**WHAT THE TASK REQUIRES:** Could you retype exactly the lines running from the line with "[point] at the athletic" to the end of the data, both included, and nothing else?

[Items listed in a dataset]
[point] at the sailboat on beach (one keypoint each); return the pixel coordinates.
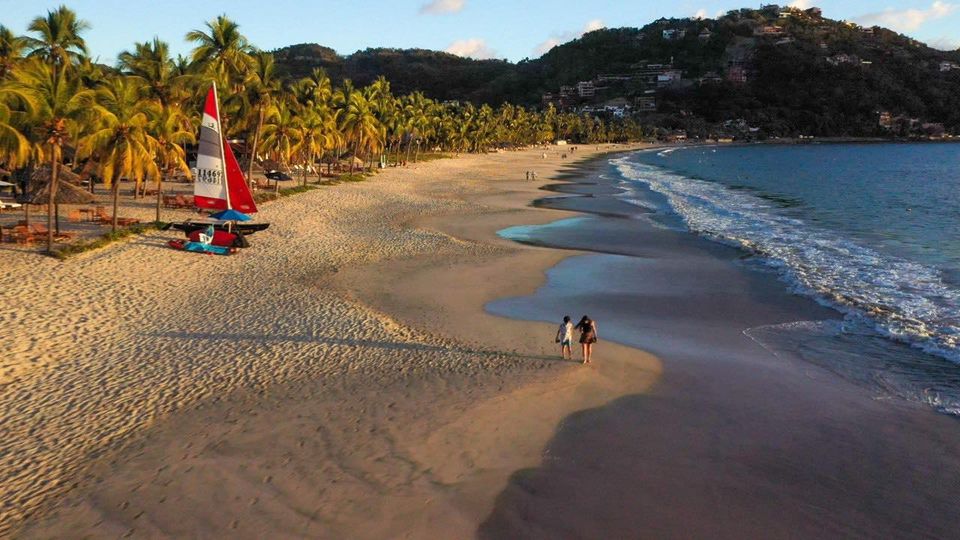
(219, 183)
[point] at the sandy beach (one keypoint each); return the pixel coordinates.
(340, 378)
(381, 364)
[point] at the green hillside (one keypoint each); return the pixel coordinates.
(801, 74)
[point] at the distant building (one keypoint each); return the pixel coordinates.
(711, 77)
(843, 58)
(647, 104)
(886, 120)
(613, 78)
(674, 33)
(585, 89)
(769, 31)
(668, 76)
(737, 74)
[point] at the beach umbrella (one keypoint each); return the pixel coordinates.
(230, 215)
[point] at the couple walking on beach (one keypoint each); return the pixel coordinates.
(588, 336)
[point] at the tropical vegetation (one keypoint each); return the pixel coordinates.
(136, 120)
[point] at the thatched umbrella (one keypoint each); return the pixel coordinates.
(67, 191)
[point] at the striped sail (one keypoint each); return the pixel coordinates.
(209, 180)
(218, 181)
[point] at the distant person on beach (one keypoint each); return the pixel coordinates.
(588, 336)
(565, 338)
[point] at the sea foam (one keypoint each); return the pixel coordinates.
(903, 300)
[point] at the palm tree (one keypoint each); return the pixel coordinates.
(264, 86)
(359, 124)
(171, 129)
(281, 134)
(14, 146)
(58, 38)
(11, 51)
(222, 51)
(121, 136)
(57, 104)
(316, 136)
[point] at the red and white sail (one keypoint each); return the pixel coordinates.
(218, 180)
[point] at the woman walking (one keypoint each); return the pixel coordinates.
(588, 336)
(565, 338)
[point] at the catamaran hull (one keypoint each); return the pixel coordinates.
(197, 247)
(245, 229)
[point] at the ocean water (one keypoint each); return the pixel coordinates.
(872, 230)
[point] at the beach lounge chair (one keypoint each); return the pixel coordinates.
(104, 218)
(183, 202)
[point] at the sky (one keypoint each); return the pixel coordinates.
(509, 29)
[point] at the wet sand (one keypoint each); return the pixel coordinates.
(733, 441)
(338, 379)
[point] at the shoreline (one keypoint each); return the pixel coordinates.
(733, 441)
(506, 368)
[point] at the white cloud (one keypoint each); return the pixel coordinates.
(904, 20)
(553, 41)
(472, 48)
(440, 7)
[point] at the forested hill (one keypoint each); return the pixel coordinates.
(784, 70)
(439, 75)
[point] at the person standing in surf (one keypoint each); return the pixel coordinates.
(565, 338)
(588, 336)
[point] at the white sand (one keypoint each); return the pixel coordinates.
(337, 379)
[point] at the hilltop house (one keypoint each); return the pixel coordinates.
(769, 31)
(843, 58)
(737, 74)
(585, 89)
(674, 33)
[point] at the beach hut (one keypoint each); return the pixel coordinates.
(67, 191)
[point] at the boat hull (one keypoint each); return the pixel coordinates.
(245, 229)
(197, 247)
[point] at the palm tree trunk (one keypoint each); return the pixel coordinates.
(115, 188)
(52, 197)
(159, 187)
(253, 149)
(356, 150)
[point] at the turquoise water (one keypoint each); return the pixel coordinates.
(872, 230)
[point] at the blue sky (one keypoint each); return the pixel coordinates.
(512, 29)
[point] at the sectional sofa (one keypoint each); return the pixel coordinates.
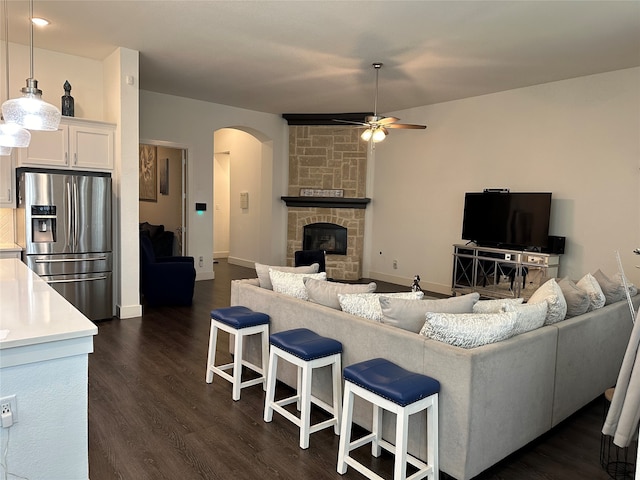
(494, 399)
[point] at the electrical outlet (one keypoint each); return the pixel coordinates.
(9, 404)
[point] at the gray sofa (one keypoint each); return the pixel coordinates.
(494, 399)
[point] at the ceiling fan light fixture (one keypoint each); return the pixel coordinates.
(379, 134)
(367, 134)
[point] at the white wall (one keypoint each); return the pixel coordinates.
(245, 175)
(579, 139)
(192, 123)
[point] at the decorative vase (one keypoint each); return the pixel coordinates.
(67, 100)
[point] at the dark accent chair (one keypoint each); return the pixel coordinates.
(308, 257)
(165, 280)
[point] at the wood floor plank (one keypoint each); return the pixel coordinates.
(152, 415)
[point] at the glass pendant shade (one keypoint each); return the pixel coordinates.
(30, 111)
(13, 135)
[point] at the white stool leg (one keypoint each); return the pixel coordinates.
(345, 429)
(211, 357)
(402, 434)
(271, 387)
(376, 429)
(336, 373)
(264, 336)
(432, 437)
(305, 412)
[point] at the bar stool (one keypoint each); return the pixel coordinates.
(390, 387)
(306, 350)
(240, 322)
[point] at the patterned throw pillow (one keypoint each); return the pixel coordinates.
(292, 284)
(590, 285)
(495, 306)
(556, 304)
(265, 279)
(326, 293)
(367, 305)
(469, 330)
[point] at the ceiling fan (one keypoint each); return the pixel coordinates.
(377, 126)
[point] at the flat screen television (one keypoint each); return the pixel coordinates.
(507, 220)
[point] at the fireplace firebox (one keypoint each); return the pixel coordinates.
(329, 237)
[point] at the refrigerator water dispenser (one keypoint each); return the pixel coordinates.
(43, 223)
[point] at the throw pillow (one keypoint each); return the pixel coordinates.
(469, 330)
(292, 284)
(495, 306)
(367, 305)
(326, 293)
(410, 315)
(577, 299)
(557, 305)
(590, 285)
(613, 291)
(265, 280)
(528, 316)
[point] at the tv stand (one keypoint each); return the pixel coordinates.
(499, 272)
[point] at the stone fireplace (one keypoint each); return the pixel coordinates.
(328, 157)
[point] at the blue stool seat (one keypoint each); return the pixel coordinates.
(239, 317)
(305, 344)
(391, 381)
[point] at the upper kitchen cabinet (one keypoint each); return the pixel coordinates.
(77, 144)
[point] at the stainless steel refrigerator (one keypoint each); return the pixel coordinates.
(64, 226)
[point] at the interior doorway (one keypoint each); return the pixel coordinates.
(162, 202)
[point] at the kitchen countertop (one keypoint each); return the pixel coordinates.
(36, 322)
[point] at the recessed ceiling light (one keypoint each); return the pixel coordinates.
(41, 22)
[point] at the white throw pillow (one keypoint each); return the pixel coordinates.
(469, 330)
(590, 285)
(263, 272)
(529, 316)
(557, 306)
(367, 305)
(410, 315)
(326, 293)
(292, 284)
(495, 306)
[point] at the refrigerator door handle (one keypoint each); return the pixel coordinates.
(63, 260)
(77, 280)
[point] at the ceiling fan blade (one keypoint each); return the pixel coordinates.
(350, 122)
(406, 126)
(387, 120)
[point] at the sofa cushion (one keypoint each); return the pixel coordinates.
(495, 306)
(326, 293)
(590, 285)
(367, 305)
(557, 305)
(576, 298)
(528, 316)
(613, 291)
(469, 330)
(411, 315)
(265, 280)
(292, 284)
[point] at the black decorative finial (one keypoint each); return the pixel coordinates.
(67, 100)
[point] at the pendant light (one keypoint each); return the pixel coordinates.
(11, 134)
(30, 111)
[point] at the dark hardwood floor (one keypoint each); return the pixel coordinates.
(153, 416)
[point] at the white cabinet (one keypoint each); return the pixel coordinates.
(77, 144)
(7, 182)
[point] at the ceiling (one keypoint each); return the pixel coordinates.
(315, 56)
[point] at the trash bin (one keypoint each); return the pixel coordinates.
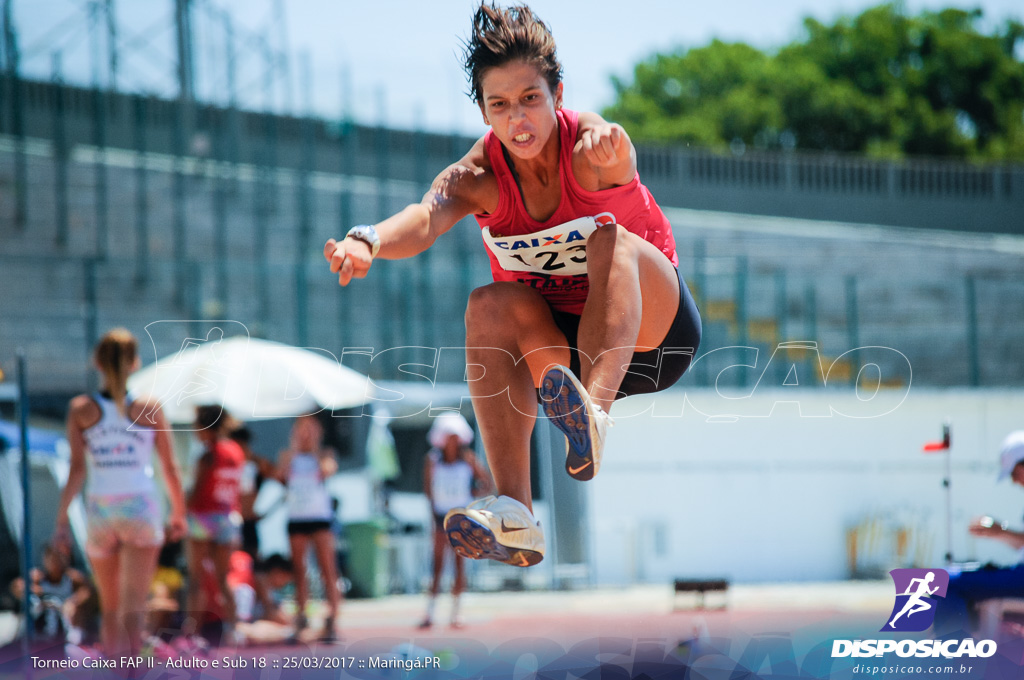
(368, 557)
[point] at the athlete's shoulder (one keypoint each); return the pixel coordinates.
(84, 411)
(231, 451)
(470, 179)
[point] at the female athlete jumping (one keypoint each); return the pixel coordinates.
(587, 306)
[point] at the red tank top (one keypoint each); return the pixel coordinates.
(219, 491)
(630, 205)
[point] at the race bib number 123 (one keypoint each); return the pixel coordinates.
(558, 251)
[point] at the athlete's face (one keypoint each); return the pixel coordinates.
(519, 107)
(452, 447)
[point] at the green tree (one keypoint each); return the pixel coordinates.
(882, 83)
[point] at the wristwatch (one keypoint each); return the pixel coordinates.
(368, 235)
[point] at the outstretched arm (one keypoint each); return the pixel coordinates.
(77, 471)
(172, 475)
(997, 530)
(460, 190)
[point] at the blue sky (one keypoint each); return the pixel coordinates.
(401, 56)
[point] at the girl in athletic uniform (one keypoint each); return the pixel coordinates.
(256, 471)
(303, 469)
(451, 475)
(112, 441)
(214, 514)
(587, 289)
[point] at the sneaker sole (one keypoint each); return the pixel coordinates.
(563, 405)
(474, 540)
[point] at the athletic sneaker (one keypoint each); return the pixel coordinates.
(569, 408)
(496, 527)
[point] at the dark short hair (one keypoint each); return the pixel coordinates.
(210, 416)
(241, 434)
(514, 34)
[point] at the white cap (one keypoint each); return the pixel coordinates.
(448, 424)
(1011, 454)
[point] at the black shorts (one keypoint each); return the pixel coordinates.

**FINISHED TASK:**
[point] at the athletic sneaker (one keypoint each); return the pixel coordinates.
(569, 408)
(496, 527)
[point] at the dark short hair (one keypoint each); return the pixel coordinates.
(210, 416)
(241, 434)
(514, 34)
[point] at the white cap (one keypoint each); return the pixel coordinates.
(448, 424)
(1011, 454)
[point] at the black shorts (one keypoint each); return the pixel coordinates.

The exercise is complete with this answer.